• Provided passage:

■ ■ ■

Re: Deletion Challenge

From: Adrian Klaver <adrian(dot)klaver(at)aklaver(dot)com>
To: Berend Tober <btober(at)computer(dot)org>, Postgres General <pgsql-general(at)postgresql(dot)org>
Subject: Re: Deletion Challenge
Date: 2015-12-09 01:23:43
Message-ID: 5667829F.1010600@aklaver.com
Views: Raw Message | Whole Thread | Download mbox | Resend email
Thread:
Lists: pgsql-general

On 12/05/2015 08:08 AM, Berend Tober wrote:
> /*
>
> Deletion Challenge
>
> I want to delete all but the most recent transaction, per person, from a
> table that records a transaction history because at some point the
> transaction history grows large enough to adversely effect performance,
> and also becomes less relevant for retention.
>
> I have devised a way to accomplish this, but it is a 'two-stage'
> approach: that is, it requires two delete statements. I would like to
> know if there is a way to do it in a single statement.
>
> Bonus challenge: Same question, except preserving the most recent N, for
> N > 1, rows for each person so that a short history is retained after
> the deletion.
>
> I have included below an annotated test case and my current solution for
> the N = 1 case.
>
> */
>
> DROP TABLE IF EXISTS cash_journal;
>
>
> CREATE TABLE cash_journal (
> click bigint NOT NULL,
> cash_journal_id bigint NOT NULL,
> fairian_id bigint NOT NULL,
> debit double precision,
> credit double precision,
> balance real DEFAULT 0,
> description text
> );
>
> COMMENT ON COLUMN cash_journal.click IS 'Time of transaction.';
> COMMENT ON COLUMN cash_journal.cash_journal_id IS 'Sequence of
> transaction within current click.';
> COMMENT ON COLUMN cash_journal.fairian_id IS 'Fairian account
> effected.';
> COMMENT ON COLUMN cash_journal.debit IS 'Account balance increase
> amount.';
> COMMENT ON COLUMN cash_journal.credit IS 'Account balance
> decrease amount.';
> COMMENT ON COLUMN cash_journal.balance IS 'Account balance, per
> Fairian running total.';
> COMMENT ON COLUMN cash_journal.description IS 'Transaction
> description.';
>
> /*
>
> Below is some sample data, listed in the click/sequence order that the
> data would actually be entered. That is, the 'click' column represents
> advancing time, and within each click, transactions are sequenced by the
> 'cash_journal_id' column. Note there are some missing cash_journal_id
> sequence numbers. This is an artifact of having presented here only
> an illustrative sample. Generally, within each click, the sequence
> would start at one and increment uniformly by one for each new row
> in the same click, and then reset to one for the next click. The
> missing increments in the sample data should not make any difference
> in the solution.

■ ■ ■

• The task:
In the deletion challenge message, how many delete statements does the poster's current solution require?

■ ■ ■

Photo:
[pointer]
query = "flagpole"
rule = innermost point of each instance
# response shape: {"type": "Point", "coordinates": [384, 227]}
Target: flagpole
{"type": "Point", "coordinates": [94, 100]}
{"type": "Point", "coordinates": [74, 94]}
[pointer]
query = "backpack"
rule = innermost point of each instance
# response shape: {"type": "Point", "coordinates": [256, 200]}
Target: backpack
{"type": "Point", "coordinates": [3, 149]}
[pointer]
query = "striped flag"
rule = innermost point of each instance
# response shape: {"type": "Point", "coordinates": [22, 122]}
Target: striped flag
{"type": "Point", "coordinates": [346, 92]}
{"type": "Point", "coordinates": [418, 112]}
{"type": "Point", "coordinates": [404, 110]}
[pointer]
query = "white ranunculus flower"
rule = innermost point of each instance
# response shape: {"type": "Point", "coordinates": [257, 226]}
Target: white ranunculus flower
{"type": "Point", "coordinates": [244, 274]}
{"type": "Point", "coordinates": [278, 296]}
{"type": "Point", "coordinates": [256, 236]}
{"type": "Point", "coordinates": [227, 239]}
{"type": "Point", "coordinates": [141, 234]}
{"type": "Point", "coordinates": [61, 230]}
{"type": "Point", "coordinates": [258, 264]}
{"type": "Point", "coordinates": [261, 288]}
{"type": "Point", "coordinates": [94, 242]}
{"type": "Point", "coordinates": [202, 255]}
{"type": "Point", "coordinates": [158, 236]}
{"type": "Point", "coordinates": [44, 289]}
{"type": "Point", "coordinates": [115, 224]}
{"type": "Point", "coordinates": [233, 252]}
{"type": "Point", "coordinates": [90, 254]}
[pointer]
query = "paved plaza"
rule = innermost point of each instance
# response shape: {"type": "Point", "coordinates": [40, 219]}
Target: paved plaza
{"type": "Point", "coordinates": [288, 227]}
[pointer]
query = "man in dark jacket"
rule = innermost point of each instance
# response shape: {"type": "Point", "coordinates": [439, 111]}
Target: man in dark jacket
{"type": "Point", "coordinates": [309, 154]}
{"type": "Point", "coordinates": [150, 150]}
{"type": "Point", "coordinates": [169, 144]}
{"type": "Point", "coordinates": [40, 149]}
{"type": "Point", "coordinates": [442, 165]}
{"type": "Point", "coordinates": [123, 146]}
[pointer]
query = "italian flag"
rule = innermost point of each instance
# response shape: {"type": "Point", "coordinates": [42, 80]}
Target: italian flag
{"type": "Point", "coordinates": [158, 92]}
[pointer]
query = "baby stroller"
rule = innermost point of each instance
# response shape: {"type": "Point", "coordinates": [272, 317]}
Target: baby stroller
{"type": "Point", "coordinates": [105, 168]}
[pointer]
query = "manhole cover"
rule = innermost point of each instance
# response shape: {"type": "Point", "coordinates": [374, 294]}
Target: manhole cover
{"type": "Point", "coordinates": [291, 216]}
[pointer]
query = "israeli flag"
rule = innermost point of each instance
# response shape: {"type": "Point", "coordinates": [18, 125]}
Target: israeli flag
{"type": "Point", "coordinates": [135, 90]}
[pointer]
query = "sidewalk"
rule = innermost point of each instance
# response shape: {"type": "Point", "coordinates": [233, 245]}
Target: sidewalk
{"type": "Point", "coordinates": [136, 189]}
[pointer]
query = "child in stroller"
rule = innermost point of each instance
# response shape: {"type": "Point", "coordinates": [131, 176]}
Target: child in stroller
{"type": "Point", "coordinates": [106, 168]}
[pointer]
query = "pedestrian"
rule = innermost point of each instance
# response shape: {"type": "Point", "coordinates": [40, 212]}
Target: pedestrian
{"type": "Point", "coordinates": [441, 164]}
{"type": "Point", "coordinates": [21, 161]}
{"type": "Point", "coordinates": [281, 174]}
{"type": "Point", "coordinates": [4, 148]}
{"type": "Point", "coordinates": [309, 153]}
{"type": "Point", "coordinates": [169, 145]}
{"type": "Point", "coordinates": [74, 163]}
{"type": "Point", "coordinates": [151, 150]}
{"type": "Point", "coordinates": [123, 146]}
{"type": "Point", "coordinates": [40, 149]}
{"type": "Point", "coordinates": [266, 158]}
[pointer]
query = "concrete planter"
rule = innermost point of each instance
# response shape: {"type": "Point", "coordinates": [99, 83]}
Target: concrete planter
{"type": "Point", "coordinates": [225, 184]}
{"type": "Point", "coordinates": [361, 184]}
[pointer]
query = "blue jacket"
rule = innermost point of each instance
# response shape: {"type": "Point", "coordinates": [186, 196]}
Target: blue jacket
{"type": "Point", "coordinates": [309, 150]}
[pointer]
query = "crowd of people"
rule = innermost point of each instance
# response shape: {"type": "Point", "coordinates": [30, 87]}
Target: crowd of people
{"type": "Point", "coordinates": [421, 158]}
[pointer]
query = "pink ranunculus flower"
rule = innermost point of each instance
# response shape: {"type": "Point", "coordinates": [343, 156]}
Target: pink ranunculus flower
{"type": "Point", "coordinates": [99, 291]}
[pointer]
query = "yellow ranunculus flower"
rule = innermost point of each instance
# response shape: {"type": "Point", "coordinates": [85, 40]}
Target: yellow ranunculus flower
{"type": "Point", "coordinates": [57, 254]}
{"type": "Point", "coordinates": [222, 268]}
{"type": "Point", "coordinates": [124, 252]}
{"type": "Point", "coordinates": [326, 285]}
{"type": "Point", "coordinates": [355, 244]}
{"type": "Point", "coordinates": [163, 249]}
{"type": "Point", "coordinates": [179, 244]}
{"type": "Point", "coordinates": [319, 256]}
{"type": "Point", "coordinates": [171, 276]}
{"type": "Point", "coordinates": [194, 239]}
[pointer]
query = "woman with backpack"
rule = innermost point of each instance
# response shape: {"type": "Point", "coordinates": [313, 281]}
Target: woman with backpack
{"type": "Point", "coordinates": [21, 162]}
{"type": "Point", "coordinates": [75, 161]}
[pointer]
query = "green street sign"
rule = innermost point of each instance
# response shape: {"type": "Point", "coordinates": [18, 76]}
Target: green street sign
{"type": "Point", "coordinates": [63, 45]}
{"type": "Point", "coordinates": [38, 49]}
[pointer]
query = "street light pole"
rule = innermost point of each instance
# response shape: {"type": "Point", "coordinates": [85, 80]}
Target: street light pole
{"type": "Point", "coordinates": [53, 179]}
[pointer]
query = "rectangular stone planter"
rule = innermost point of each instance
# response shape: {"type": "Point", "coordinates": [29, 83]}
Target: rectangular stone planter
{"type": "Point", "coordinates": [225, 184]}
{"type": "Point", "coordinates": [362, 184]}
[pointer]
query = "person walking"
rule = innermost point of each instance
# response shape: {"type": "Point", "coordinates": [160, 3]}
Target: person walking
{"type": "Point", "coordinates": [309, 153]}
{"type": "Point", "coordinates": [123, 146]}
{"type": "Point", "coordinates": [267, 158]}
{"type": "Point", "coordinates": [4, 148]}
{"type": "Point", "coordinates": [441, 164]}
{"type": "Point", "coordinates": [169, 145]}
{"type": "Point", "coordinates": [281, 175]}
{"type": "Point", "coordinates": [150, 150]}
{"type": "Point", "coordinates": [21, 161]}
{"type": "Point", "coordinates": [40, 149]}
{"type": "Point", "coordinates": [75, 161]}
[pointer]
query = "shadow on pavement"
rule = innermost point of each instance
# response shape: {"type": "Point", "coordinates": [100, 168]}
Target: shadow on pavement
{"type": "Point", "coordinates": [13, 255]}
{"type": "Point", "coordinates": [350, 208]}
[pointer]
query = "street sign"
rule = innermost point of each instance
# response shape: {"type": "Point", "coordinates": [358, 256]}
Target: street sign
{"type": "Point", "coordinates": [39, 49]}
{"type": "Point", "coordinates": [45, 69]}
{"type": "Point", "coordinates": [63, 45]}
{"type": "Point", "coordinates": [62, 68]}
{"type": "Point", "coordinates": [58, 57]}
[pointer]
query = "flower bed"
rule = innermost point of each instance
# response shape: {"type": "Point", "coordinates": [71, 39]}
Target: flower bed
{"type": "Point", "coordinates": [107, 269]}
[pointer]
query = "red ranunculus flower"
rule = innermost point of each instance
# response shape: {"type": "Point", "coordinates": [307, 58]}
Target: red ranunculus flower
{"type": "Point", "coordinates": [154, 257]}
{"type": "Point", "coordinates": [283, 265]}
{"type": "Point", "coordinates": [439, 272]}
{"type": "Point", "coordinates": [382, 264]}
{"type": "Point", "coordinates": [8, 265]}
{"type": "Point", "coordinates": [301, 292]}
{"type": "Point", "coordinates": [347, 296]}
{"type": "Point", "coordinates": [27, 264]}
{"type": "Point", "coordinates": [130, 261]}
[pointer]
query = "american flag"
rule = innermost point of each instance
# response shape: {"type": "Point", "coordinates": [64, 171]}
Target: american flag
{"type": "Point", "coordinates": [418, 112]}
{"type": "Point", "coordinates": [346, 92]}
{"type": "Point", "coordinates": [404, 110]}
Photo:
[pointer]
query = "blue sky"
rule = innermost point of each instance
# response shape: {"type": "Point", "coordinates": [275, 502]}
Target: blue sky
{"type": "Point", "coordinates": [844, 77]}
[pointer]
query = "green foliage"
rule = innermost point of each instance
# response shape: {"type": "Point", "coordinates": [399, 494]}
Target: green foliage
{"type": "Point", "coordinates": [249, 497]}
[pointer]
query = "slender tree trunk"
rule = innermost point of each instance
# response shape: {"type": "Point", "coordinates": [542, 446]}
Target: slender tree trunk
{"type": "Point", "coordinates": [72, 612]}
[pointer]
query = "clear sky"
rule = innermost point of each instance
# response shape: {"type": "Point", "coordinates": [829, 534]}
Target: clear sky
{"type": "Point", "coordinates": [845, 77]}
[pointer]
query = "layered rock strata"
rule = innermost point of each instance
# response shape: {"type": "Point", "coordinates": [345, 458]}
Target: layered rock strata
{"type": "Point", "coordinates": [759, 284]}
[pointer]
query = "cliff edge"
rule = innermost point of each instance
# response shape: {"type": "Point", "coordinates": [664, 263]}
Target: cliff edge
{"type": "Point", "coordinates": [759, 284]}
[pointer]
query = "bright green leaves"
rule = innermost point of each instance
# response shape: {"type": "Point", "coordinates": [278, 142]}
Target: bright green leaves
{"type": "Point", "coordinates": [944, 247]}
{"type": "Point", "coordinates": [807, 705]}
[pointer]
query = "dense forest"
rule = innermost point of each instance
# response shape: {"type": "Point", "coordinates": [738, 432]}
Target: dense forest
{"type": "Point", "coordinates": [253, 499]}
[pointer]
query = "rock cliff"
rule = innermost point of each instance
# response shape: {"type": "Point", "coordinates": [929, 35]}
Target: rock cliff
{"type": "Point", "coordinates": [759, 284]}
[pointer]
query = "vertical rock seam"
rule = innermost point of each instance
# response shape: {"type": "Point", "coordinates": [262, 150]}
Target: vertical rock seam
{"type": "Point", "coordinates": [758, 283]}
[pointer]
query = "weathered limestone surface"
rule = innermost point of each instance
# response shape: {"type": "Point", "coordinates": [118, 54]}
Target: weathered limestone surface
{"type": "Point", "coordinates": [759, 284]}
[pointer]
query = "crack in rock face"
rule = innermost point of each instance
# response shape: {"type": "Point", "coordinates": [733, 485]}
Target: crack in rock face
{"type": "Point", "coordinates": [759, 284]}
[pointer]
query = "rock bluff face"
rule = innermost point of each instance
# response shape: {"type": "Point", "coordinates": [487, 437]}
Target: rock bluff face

■ ■ ■

• The reply:
Two.